» SET EXERCISE: Reproduce the records from the line with "Subject = basketball court" to the line with "xmin=0 ymin=0 xmax=594 ymax=395", scaling every box coordinate in the answers by 0.35 and rounding to whole numbers, with halves rounded up. Keep the requests and their sample boxes unchanged.

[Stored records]
####################
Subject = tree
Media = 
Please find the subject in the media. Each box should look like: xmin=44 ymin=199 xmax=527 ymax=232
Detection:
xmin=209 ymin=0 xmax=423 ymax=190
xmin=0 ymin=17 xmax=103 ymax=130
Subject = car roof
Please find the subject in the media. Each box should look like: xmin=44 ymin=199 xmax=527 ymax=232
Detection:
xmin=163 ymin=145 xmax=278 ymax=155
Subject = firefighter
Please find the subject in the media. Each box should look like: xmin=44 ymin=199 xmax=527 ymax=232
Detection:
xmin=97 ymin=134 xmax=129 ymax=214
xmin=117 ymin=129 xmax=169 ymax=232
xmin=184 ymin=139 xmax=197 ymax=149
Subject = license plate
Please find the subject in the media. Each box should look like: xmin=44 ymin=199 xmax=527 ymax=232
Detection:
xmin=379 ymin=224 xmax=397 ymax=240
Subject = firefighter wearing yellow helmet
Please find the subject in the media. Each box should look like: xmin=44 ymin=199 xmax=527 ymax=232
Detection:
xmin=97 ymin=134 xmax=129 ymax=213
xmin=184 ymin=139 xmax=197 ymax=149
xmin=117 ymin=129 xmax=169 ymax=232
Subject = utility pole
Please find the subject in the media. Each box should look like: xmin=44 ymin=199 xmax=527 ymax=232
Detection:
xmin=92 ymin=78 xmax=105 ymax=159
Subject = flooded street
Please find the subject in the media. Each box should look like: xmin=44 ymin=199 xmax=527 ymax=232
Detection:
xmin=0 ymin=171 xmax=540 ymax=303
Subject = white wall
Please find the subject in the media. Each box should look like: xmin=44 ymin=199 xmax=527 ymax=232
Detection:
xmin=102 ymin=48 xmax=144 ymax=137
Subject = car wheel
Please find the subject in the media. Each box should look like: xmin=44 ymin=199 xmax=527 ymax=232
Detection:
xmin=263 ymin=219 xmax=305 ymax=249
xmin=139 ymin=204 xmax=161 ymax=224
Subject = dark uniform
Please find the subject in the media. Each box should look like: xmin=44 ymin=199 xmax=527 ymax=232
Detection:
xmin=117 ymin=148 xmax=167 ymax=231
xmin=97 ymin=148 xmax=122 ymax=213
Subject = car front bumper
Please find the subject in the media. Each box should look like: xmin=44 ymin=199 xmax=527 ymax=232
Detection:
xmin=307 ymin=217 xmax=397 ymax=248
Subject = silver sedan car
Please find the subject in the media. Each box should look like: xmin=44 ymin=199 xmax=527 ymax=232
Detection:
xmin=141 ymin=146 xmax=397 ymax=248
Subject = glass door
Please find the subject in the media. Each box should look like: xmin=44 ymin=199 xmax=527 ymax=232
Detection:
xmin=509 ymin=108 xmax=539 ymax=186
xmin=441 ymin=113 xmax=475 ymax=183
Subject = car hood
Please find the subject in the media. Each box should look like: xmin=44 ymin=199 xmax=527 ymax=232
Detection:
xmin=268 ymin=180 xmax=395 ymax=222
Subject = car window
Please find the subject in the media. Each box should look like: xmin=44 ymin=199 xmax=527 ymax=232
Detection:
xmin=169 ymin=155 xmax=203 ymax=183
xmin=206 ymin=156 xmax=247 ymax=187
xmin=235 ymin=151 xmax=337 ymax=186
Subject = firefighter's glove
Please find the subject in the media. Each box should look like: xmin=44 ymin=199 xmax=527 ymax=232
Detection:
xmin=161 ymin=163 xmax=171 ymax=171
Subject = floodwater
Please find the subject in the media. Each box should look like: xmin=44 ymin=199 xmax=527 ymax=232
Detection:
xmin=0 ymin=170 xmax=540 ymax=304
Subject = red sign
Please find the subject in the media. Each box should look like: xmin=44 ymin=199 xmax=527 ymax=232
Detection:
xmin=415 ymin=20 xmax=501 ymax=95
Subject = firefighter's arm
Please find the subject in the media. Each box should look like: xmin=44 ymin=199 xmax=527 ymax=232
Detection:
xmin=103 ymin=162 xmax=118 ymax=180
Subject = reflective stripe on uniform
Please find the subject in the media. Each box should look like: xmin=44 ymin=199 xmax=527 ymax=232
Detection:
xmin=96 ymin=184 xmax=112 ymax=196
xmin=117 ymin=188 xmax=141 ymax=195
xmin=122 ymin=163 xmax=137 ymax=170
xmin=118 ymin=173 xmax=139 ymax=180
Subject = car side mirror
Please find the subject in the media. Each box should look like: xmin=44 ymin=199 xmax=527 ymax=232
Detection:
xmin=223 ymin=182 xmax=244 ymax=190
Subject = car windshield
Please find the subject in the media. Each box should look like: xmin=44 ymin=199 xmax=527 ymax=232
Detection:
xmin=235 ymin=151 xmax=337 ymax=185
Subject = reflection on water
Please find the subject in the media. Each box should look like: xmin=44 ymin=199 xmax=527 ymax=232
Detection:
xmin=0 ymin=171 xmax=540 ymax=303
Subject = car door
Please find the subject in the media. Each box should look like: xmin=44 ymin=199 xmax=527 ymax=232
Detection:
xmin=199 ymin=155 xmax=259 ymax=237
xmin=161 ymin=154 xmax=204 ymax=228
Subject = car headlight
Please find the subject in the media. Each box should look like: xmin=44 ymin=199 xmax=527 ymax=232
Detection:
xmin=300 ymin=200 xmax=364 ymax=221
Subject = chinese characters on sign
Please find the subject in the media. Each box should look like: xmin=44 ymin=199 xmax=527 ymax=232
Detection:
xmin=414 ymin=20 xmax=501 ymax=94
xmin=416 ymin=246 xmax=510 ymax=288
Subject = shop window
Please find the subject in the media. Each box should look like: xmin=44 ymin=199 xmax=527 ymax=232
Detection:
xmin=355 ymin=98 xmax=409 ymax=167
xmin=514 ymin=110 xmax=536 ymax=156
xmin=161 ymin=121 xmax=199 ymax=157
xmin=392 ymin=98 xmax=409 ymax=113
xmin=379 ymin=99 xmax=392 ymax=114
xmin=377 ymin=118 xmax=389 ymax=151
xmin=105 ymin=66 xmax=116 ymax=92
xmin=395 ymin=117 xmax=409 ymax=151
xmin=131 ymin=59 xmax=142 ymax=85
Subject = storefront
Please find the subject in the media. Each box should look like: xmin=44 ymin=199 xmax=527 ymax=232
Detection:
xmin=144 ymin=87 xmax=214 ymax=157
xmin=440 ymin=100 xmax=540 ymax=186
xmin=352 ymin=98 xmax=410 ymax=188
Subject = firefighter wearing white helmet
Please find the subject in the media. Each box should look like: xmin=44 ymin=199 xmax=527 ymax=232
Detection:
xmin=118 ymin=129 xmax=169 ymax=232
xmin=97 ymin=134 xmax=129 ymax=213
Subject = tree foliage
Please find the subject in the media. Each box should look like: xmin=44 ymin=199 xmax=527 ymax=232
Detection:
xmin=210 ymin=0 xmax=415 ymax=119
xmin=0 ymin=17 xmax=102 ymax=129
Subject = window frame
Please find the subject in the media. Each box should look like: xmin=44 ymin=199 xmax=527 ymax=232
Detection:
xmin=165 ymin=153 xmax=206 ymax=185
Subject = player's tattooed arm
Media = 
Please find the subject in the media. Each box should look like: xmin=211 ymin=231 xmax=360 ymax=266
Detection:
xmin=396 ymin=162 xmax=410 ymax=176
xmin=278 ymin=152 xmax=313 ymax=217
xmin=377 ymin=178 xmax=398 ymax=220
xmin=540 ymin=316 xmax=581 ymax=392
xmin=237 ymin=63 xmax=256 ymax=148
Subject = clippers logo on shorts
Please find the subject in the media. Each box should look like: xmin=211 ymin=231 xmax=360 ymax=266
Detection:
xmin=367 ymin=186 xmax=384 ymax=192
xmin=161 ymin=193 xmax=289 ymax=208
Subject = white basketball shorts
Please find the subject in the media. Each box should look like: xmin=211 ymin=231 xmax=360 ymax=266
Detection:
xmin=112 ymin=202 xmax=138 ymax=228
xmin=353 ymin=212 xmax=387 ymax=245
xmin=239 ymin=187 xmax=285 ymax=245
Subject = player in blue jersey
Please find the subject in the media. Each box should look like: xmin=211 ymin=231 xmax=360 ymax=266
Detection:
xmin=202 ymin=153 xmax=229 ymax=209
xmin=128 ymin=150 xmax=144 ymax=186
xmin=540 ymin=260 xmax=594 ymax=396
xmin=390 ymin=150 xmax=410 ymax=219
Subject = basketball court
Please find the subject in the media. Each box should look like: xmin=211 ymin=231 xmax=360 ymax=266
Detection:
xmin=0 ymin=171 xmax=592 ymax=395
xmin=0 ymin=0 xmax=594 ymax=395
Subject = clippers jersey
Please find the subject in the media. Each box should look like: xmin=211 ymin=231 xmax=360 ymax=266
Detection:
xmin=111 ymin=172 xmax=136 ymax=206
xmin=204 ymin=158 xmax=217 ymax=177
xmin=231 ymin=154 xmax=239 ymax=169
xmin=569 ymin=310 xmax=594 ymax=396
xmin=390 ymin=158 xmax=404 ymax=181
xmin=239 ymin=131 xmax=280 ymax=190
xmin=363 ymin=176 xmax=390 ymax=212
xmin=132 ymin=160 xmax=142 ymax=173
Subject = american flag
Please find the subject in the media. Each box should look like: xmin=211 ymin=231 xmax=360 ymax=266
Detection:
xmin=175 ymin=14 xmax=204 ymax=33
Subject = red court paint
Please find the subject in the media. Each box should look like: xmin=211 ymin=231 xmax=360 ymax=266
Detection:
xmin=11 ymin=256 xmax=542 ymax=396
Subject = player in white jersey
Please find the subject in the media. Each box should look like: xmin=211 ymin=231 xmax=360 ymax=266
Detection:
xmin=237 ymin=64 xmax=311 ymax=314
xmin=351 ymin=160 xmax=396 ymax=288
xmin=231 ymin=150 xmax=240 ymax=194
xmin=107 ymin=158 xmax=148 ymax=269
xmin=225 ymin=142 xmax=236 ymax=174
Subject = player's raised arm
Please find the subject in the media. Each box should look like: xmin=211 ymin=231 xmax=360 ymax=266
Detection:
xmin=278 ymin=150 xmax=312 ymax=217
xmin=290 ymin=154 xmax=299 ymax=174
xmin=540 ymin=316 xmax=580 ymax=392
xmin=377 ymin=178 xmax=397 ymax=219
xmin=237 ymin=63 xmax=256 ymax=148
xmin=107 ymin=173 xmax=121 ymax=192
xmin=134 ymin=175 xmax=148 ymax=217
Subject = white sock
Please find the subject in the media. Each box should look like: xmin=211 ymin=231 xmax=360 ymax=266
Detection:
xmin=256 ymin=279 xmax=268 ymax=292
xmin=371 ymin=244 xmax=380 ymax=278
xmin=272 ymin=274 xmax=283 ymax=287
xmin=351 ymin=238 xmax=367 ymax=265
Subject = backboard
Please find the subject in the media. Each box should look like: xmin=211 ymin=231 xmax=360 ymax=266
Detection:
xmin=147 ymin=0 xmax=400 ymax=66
####################
» RESULT BELOW:
Subject = basketball court
Please find the subject in the media. Each box should look like: xmin=211 ymin=231 xmax=360 ymax=266
Detection:
xmin=0 ymin=60 xmax=207 ymax=138
xmin=0 ymin=0 xmax=208 ymax=138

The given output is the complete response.